Please change every "species-count log" in the records below to "object inventory" and write the records out again with all else left as it is.

> Information shown:
>> Begin
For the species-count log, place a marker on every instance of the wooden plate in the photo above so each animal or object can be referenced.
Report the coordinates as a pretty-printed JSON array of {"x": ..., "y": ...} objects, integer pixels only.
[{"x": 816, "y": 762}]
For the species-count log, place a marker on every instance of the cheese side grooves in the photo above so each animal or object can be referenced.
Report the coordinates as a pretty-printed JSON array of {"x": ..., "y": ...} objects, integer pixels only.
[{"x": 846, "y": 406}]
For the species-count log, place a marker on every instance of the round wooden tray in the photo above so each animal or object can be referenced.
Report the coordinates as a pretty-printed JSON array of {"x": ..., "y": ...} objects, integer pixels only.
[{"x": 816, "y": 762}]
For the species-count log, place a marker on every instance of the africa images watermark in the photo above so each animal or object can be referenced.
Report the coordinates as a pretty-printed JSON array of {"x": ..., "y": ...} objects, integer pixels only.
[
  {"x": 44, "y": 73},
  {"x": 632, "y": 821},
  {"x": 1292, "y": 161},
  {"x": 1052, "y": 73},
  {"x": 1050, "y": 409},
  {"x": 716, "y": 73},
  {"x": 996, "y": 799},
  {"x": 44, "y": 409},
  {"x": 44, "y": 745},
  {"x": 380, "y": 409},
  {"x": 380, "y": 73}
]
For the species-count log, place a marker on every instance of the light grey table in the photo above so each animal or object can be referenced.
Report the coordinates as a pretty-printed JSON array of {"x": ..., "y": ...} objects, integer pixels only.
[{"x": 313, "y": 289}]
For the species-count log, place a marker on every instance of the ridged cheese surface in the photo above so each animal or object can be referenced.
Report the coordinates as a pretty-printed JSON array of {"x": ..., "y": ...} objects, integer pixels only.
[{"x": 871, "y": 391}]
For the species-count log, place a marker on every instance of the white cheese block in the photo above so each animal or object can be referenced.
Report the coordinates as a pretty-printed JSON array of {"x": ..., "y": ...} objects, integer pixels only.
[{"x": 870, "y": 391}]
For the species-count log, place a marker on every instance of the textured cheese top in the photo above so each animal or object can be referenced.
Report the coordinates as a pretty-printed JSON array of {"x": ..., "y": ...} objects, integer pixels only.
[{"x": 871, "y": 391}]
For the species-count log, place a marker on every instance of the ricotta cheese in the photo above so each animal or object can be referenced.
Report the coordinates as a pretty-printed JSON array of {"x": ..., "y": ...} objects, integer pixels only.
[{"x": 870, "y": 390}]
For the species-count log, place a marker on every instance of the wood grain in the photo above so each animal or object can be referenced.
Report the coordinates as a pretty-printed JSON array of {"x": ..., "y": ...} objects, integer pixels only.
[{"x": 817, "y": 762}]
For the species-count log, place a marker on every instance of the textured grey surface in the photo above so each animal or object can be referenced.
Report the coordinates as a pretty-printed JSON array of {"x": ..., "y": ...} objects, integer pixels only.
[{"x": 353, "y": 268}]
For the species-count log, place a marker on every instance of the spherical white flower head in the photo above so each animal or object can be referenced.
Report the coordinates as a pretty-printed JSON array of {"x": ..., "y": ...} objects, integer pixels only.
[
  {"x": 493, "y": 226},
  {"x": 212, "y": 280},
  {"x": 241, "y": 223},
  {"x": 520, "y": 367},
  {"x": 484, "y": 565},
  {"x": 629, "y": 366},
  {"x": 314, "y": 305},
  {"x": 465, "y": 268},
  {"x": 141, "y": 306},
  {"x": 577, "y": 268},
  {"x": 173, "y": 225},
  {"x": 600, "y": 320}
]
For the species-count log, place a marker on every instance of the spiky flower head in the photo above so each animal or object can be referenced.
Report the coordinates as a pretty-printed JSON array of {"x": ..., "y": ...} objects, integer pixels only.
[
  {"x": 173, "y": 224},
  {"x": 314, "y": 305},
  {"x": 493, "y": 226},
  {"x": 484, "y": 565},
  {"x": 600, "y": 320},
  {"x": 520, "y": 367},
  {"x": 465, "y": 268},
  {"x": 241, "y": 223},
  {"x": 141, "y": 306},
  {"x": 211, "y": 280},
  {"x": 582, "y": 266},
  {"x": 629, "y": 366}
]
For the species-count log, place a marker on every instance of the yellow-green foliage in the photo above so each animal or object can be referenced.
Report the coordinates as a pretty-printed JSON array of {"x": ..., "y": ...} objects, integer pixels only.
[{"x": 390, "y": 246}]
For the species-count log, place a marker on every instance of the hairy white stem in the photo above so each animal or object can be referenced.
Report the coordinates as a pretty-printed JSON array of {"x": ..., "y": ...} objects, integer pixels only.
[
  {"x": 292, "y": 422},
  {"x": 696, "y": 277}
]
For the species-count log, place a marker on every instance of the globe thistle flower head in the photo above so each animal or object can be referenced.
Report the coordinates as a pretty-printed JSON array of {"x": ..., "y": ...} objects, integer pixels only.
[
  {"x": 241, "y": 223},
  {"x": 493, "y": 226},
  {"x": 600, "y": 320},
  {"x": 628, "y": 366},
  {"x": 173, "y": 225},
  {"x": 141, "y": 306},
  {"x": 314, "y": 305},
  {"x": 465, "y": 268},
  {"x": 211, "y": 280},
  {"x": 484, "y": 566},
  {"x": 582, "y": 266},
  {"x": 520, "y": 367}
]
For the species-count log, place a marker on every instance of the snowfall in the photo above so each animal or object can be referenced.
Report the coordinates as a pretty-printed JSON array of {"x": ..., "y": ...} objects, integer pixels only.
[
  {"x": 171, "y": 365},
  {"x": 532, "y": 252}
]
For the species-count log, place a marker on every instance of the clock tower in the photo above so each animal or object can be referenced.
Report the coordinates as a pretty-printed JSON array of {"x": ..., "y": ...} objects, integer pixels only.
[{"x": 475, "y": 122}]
>> End
> Task response:
For the object inventory, place a marker on every instance of the wooden plate in the photo above so each animal or object can be referenced.
Report the coordinates as a pretty-printed JSON array of {"x": ..., "y": ...} objects, integer pixels only.
[{"x": 816, "y": 762}]
For the object inventory, place a marker on every instance of the cheese side grooves in the photo above so each animal or object can be referenced.
Report the coordinates as a pretty-printed JSON array of {"x": ..., "y": ...} objects, integer pixels only.
[{"x": 846, "y": 406}]
For the object inventory, place a marker on every instance of the round wooden tray in the photo above so each animal or object can be referenced.
Report the coordinates as a pretty-printed JSON array of {"x": ..., "y": ...} objects, integer pixels only.
[{"x": 816, "y": 762}]
For the object inventory, place a marker on every instance of the africa images watermark in the photo above so each animal or object can be referenced.
Report the coordinates as a pretty-printed JSON array of {"x": ..., "y": ...} objects, integer pixels only.
[
  {"x": 44, "y": 73},
  {"x": 632, "y": 821},
  {"x": 1292, "y": 161},
  {"x": 1052, "y": 73},
  {"x": 1050, "y": 409},
  {"x": 716, "y": 73},
  {"x": 996, "y": 799},
  {"x": 44, "y": 409},
  {"x": 44, "y": 745},
  {"x": 380, "y": 409},
  {"x": 380, "y": 73}
]
For the object inventory, place a marker on every instance of the light grey table in the photo above so each animal or object can be referenced.
Report the coordinates as a pretty-printed JSON array of {"x": ..., "y": ...} objects, integer pixels only.
[{"x": 313, "y": 289}]
For the object inventory, place a marker on every instance of the ridged cheese surface in the photo above so each animal or object can be referenced.
Report the coordinates as a pretty-printed JSON array of {"x": ..., "y": ...} objects, integer pixels only.
[{"x": 871, "y": 391}]
For the object inventory, place a marker on every instance of the white cheese block in the photo above so each animal or object can be referenced.
Report the coordinates as a pretty-printed JSON array of {"x": ..., "y": ...} objects, integer pixels only.
[{"x": 870, "y": 391}]
For the object inventory, place a marker on every instance of the textured cheese top in the photo above so each animal or object can be referenced.
Report the coordinates as a pretty-printed JSON array of {"x": ..., "y": ...} objects, integer pixels only.
[{"x": 871, "y": 391}]
For the object inventory, place a marker on every instance of the ricotta cheese in the photo above so each animal or object can be referenced.
Report the coordinates as a pretty-printed JSON array of {"x": ..., "y": ...} objects, integer pixels only.
[{"x": 870, "y": 390}]
For the object inventory, place a marker on every instance of the wood grain in the photo above so each animal or object can be referenced.
Report the coordinates as a pretty-printed JSON array of {"x": ..., "y": ...} objects, integer pixels only.
[{"x": 817, "y": 762}]
For the object inventory, place a marker on every instance of the textured grey surface in the photo above so each animal or object can be referenced.
Report the coordinates as a pretty-printed JSON array of {"x": ..., "y": ...} objects, integer pixels only.
[{"x": 353, "y": 268}]
For the object inventory, place a marker on every instance of the spherical white flower head in the photo above so each animal or object can be referenced.
Report the coordinates as a pretty-printed JSON array of {"x": ..., "y": ...} objects, integer pixels only.
[
  {"x": 493, "y": 226},
  {"x": 212, "y": 280},
  {"x": 241, "y": 223},
  {"x": 520, "y": 367},
  {"x": 484, "y": 565},
  {"x": 629, "y": 366},
  {"x": 314, "y": 305},
  {"x": 465, "y": 268},
  {"x": 141, "y": 306},
  {"x": 577, "y": 268},
  {"x": 173, "y": 225},
  {"x": 600, "y": 320}
]
For the object inventory, place a marker on every instance of the spiky flower head in the photo above so each animal or object can be referenced.
Report the coordinates as a pretty-printed JSON array of {"x": ..., "y": ...} objects, integer pixels only.
[
  {"x": 173, "y": 224},
  {"x": 314, "y": 305},
  {"x": 493, "y": 226},
  {"x": 484, "y": 565},
  {"x": 600, "y": 320},
  {"x": 520, "y": 367},
  {"x": 465, "y": 268},
  {"x": 241, "y": 223},
  {"x": 141, "y": 306},
  {"x": 211, "y": 280},
  {"x": 582, "y": 266},
  {"x": 629, "y": 366}
]
For the object inventory, place a marker on every instance of the yellow-green foliage in the photo above so each animal or object can be referenced.
Report the coordinates as a pretty-printed JSON array of {"x": ..., "y": ...} objects, integer pixels only.
[{"x": 390, "y": 246}]
For the object inventory, place a marker on every instance of the hairy white stem in the photo above so each animal or object can be referenced.
Report the coordinates as a pretty-printed JSON array of {"x": ..., "y": ...} objects, integer pixels only.
[
  {"x": 292, "y": 422},
  {"x": 696, "y": 277}
]
For the object inventory, place a marker on every instance of the globe thistle flower head in the photo above so each animal or object can be referenced.
Report the coordinates as a pretty-printed JSON array of {"x": ..., "y": ...} objects, integer pixels only.
[
  {"x": 241, "y": 223},
  {"x": 493, "y": 226},
  {"x": 600, "y": 320},
  {"x": 628, "y": 366},
  {"x": 173, "y": 225},
  {"x": 141, "y": 306},
  {"x": 314, "y": 305},
  {"x": 465, "y": 268},
  {"x": 211, "y": 280},
  {"x": 484, "y": 566},
  {"x": 582, "y": 266},
  {"x": 520, "y": 367}
]
For the object inventory, place a marker on every instance of the snowfall in the photo above so each animal or object can be referenced.
Report the coordinates as a pretty-printed JSON array of {"x": ..., "y": ...} objects, integer pixels only.
[
  {"x": 171, "y": 365},
  {"x": 532, "y": 252}
]
For the object inventory, place a marker on every instance of the clock tower in the photo above so each animal or object can be referenced.
Report the coordinates as a pretty-printed JSON array of {"x": ..., "y": ...} objects, integer pixels only.
[{"x": 475, "y": 122}]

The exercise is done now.